The EEOC has apparently decided to go after companies which allegedly violate the ADA, if yesterday’s blitz of new case filings is any indication. 

In one case, the EEOC charged that a nationwide provider of concrete and masonry construction products discriminated against an employee who suffered an adverse reaction to her doctor-prescribed bipolar medication, and was required to take a drug test. When the medication was the only substances found in the test, she was fired immediately.

In two separate lawsuits, the EEOC charged that a health system company extended job offers to two women upon the condition that they complete medical examinations. One disclosed that she suffered from multiple sclerosis and the second disclosed that she had carpal tunnel disorder, both of which are disabling conditions. Following their medical exams, although both women were able to perform the essential functions of the jobs that they had been offered, the company rescinded the two job offers claiming they had failed to disclose their health conditions.

The EEOC sued a Texas company which required that an employee with a club foot work on his feet for hours on hard concrete, even though the employee and his physician had informed the company that such standing for more than one hour caused him severe pain and weakness. He was fired despite the fact that he provided the company with medical documentation to support his request for a reasonable accommodation.

Finally, the EEOC sued another Texas company which provides services for auctions and alternatives to home foreclosures because it denied an employee who suffered a stroke the reasonable accommodation of a modest extension of her leave time that was required by her disability.

Anyone care to venture a guess as to what’s on the EEOC’s agenda?

◆ **Extracted entries**:
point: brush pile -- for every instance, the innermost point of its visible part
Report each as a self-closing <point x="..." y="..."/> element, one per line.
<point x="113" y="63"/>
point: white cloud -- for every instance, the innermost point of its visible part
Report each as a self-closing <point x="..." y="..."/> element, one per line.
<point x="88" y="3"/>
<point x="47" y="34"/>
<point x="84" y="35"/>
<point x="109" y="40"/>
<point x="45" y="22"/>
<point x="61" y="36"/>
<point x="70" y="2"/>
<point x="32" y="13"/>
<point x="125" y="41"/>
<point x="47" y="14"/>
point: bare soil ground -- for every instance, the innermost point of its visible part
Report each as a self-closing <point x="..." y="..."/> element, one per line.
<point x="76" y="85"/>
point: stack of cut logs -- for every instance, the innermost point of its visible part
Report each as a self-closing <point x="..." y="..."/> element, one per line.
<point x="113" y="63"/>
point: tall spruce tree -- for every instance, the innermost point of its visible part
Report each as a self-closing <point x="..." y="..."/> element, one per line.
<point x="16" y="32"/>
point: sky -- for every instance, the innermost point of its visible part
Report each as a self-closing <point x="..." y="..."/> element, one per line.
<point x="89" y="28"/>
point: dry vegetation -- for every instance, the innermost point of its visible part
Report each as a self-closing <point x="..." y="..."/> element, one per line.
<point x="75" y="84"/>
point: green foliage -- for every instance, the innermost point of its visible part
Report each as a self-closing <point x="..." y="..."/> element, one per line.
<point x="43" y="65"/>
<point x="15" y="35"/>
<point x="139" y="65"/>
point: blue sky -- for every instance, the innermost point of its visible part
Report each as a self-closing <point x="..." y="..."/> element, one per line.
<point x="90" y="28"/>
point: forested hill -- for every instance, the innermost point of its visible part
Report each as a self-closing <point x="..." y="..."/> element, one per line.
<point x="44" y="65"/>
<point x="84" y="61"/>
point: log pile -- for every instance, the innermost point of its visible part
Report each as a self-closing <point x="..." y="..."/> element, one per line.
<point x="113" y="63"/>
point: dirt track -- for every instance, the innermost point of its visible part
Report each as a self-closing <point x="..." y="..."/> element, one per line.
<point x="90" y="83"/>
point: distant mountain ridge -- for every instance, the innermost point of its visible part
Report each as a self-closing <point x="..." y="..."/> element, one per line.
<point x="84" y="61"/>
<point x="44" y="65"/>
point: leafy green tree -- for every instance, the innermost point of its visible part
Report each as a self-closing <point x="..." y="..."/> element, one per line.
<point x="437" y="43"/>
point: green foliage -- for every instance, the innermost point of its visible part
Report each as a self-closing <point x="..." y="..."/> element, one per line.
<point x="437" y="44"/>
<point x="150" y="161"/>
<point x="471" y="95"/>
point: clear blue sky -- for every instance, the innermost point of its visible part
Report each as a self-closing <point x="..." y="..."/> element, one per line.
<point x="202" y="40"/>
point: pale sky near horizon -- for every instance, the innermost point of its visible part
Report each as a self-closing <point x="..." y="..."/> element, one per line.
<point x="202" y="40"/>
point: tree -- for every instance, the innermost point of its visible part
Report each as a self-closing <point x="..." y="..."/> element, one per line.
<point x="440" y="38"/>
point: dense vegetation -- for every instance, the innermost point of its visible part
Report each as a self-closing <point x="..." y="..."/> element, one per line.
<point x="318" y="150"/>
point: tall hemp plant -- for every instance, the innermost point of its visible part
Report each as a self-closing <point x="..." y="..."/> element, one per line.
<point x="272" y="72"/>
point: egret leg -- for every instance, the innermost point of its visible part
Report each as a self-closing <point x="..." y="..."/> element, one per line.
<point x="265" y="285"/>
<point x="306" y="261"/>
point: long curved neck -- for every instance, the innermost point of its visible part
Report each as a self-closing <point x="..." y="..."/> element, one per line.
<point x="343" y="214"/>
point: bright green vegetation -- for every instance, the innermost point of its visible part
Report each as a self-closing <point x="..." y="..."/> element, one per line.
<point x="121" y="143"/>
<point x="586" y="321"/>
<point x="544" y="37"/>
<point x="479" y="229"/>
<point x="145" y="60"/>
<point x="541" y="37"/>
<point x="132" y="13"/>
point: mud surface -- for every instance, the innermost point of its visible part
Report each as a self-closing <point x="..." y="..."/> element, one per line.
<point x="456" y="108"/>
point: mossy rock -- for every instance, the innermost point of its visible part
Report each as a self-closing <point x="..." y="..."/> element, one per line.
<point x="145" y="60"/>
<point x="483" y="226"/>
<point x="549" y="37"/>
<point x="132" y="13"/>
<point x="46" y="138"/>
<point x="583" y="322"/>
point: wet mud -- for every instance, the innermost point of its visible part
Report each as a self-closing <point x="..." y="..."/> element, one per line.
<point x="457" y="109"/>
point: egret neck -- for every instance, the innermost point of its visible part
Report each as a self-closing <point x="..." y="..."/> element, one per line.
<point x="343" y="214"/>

◆ **Task directions**: In the text on EEOC disability lawsuits, what condition did the Texas company employee who had to stand for hours on hard concrete have? The material has nothing to do with the text.

◆ **Answer to the problem**: A club foot.